Copy all of the lines below, substituting "grouse" for each occurrence of "pheasant" and leaving everything else as it is.

################

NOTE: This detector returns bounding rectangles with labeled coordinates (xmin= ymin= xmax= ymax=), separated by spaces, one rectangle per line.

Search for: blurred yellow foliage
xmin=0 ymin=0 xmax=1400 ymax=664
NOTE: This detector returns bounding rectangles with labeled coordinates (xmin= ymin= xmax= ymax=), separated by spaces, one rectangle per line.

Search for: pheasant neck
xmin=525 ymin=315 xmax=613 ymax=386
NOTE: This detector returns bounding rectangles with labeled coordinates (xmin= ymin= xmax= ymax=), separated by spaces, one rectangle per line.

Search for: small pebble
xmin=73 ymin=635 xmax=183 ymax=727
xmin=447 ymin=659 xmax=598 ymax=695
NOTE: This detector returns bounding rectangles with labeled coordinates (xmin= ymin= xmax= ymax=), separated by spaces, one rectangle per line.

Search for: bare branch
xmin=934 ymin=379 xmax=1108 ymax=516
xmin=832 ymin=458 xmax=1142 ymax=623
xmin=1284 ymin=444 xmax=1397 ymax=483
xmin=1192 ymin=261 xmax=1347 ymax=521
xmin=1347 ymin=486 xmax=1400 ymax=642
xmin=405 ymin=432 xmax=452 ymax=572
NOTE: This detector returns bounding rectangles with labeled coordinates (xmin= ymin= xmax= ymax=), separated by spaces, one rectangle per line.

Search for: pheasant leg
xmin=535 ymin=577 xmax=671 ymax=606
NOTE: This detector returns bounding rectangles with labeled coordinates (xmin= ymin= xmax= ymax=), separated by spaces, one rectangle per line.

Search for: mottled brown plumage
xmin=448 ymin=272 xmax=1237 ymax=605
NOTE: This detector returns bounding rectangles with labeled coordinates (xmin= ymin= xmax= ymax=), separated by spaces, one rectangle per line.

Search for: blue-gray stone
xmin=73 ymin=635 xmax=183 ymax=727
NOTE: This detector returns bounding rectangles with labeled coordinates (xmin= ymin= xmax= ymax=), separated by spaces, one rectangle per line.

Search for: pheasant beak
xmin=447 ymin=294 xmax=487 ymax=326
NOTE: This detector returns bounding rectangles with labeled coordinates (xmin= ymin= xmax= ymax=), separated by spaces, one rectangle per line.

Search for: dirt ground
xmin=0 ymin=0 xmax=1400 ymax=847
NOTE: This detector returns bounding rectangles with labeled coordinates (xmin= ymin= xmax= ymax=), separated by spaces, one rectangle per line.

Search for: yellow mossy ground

################

### WRITTEN RESPONSE
NOTE: This detector returns bounding rectangles with labeled coordinates (xmin= ymin= xmax= ymax=), separated by spaces, one rectangle per line.

Search for: blurred yellow foliage
xmin=0 ymin=0 xmax=1400 ymax=664
NOTE: This detector returns bounding rectangles with labeled coordinates (xmin= ymin= xmax= ymax=), separated by spaces, one rectangle per line.

Search for: grouse neck
xmin=525 ymin=315 xmax=613 ymax=386
NOTE: This detector returns bounding rectangles with labeled coordinates (xmin= ymin= xmax= ymax=), separated by spaces, one rectangle per line.

Search for: small pebble
xmin=73 ymin=635 xmax=183 ymax=727
xmin=447 ymin=659 xmax=598 ymax=695
NOTE: This detector returns bounding rectangles with labeled coordinates (xmin= ymin= xmax= ymax=), separated by spaces, one rectangle per line.

Search for: bare branch
xmin=934 ymin=379 xmax=1108 ymax=516
xmin=832 ymin=458 xmax=1142 ymax=623
xmin=1284 ymin=444 xmax=1397 ymax=483
xmin=1192 ymin=261 xmax=1347 ymax=521
xmin=1347 ymin=486 xmax=1400 ymax=642
xmin=405 ymin=432 xmax=452 ymax=572
NOTE: This detector returns bounding rectangles with labeled coordinates (xmin= ymin= xmax= ymax=), separated by spaces, one rectangle per line.

Search for: grouse leg
xmin=535 ymin=577 xmax=671 ymax=606
NOTE: This detector returns bounding rectangles with labeled coordinates (xmin= ymin= xmax= ymax=), separated by spaces, one rectangle per line.

Search for: mottled brown plumage
xmin=448 ymin=272 xmax=1237 ymax=605
NOTE: This detector returns bounding rectangles with labeled coordinates (xmin= ymin= xmax= ymax=), separated by spaces, one rectangle per line.

Search for: blue-gray stone
xmin=73 ymin=635 xmax=183 ymax=727
NOTE: This detector returns bounding rectangles with labeled coordinates (xmin= ymin= xmax= ymax=), separated by spaces, one rectangle per line.

Search for: grouse beak
xmin=447 ymin=294 xmax=487 ymax=326
NOTE: This detector returns bounding rectangles with labeled coordinates (xmin= ymin= xmax= ymax=), separated by spaces, one rectangle per line.

Search for: dirt ground
xmin=0 ymin=0 xmax=1400 ymax=847
NOTE: This detector returns bounding rectangles with labeled coordinates (xmin= ymin= xmax= ymax=), separated by spaces, one rectangle per line.

Search for: yellow mossy ground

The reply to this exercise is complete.